> _What is expected_
Output the records that follow exactly as they are written.

(Records drawn from a dataset)
------
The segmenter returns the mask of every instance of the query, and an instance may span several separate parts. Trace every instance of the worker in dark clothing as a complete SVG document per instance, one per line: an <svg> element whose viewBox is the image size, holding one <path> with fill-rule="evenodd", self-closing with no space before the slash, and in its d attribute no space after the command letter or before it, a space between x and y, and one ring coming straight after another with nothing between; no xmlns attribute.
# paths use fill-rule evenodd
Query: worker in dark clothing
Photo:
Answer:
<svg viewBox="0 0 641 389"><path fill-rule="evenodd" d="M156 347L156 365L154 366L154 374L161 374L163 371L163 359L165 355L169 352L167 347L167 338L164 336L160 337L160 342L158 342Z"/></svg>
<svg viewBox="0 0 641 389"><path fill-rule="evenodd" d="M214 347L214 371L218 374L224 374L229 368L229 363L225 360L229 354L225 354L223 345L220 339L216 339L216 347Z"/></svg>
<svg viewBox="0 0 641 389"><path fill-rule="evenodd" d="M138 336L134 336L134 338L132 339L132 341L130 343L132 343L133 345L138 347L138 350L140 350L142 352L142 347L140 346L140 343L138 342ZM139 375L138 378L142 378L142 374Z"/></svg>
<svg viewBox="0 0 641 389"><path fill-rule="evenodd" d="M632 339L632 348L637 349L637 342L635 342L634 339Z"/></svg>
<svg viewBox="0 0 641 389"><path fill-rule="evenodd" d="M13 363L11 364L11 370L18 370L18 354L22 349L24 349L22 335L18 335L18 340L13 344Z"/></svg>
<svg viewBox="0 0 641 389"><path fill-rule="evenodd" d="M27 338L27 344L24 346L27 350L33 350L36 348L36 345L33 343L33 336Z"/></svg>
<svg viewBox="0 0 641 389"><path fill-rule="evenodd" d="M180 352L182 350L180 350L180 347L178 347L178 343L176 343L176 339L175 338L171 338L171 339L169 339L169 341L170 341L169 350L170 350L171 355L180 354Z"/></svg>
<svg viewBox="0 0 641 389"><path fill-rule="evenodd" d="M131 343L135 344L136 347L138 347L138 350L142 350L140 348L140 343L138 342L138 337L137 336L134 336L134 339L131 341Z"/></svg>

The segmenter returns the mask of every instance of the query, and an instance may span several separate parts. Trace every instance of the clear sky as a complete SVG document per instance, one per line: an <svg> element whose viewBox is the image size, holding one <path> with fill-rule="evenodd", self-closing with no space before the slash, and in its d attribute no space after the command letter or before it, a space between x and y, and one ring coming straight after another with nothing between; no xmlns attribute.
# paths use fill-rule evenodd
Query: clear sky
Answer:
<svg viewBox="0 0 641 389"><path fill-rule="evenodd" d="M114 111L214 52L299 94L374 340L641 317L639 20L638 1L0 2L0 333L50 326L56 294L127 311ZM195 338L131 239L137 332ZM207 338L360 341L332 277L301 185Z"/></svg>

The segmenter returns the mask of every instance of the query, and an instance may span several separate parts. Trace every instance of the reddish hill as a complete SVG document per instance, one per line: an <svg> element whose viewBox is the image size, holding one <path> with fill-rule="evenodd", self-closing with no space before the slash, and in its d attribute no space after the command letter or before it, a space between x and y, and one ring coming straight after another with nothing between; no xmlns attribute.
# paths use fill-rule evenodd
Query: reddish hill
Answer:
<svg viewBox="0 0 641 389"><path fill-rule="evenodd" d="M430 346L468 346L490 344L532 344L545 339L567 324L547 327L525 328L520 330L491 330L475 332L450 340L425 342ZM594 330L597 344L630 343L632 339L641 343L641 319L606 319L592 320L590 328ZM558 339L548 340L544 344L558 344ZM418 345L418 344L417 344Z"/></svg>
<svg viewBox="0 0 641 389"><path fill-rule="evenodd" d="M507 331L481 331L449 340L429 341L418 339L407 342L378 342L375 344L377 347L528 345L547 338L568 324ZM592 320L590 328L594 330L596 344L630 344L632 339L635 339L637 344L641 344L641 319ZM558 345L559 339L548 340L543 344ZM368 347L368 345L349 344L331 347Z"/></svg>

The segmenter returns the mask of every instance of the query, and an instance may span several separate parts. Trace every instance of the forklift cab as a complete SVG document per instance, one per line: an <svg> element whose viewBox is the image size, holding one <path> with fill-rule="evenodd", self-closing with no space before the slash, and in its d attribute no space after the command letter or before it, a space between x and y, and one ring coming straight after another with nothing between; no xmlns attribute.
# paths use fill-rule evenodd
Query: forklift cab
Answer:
------
> _Exercise solution_
The segmenter returns the mask of every instance of the query, and an instance may span several separate parts. Trace every instance of the worker in dark clothing as a complete SVG document per instance, one per line: an <svg> element whose viewBox is the image size, holding one <path> with fill-rule="evenodd", self-closing with no space before the slash, and in its d attribute no space after the command letter or before it, a space between x and y, and one ring coming straight after another with nothing between; no xmlns attribute.
# paths use fill-rule evenodd
Query: worker in dark clothing
Photo:
Answer:
<svg viewBox="0 0 641 389"><path fill-rule="evenodd" d="M156 347L156 365L154 366L154 374L161 374L163 371L163 359L165 355L169 352L167 347L167 338L164 336L160 337L160 342L158 342Z"/></svg>
<svg viewBox="0 0 641 389"><path fill-rule="evenodd" d="M214 347L214 371L218 374L224 374L229 368L229 363L225 360L229 354L225 354L223 345L220 339L216 339L216 347Z"/></svg>
<svg viewBox="0 0 641 389"><path fill-rule="evenodd" d="M138 336L134 336L134 338L132 339L132 341L130 343L132 343L133 345L138 347L138 350L140 350L142 352L142 347L140 346L140 343L138 342ZM139 375L138 378L142 378L142 374Z"/></svg>
<svg viewBox="0 0 641 389"><path fill-rule="evenodd" d="M632 339L632 348L637 349L637 342L635 342L634 339Z"/></svg>
<svg viewBox="0 0 641 389"><path fill-rule="evenodd" d="M13 363L11 364L11 370L18 370L18 354L22 349L24 349L22 335L18 335L18 340L13 344Z"/></svg>
<svg viewBox="0 0 641 389"><path fill-rule="evenodd" d="M27 338L27 344L24 346L27 350L33 350L36 348L36 345L33 343L33 336Z"/></svg>
<svg viewBox="0 0 641 389"><path fill-rule="evenodd" d="M180 352L182 350L180 350L180 347L178 347L178 343L176 343L176 339L175 338L171 338L171 339L169 339L169 341L170 341L169 350L170 350L171 355L180 354Z"/></svg>
<svg viewBox="0 0 641 389"><path fill-rule="evenodd" d="M131 343L135 344L136 347L138 347L138 350L142 350L140 348L140 343L138 342L138 337L137 336L134 336L134 339L131 341Z"/></svg>

The segmenter returns the mask of every instance of the query, and an instance may span several separate parts. Trace every instance of the clear sky as a complete SVG document per instance, one per line: an <svg> element whose viewBox is the image size, holding one <path> with fill-rule="evenodd", self-closing with no space before the slash, and in its d attribute no space after the command letter or before it, a space between x and y, and one ring coming straight after another with nothing between; no xmlns attribute.
# paths use fill-rule evenodd
Query: clear sky
Answer:
<svg viewBox="0 0 641 389"><path fill-rule="evenodd" d="M114 111L214 52L299 94L374 340L641 317L639 20L638 1L0 2L0 333L50 326L56 294L127 311ZM195 338L131 239L137 332ZM207 338L360 341L332 277L301 185Z"/></svg>

The segmenter returns the mask of every instance of the query, and an instance may span several separate parts. Trace every instance of the reddish hill as a complete SVG document per instance, one per line: an <svg> element whose viewBox is the image size, holding one <path> with fill-rule="evenodd", self-closing with no space before the slash, and in its d attribute no space after the command letter or before it, a space between x and y, and one ring coming straight after another with nothing between; no xmlns attribute.
# paths use fill-rule evenodd
Query: reddish hill
Answer:
<svg viewBox="0 0 641 389"><path fill-rule="evenodd" d="M430 346L468 346L490 344L532 344L545 339L567 324L547 327L525 328L520 330L491 330L475 332L450 340L425 342ZM594 330L597 344L630 343L632 339L641 343L641 319L606 319L592 320L590 328ZM558 339L548 340L544 344L558 344ZM418 345L418 344L417 344Z"/></svg>
<svg viewBox="0 0 641 389"><path fill-rule="evenodd" d="M507 331L481 331L449 340L429 341L418 339L407 342L378 342L375 344L377 347L528 345L547 338L568 324ZM592 320L590 328L594 330L596 344L630 344L632 339L635 339L637 344L641 344L641 319ZM558 345L559 339L548 340L543 344ZM368 347L368 345L349 344L331 347Z"/></svg>

The segmenter returns the mask of every instance of the query, and an instance may span several separate parts. Trace every instance of the forklift cab as a complete SVG document per instance, one per line: an <svg> element whose viewBox is the image size, holding one <path> with fill-rule="evenodd", self-closing with no space before the slash, and in its d attribute no space after the command letter or before it, a space between x and y, and one ring coming straight after another with nothing between; no xmlns attribute.
# paths use fill-rule evenodd
Query: forklift cab
Answer:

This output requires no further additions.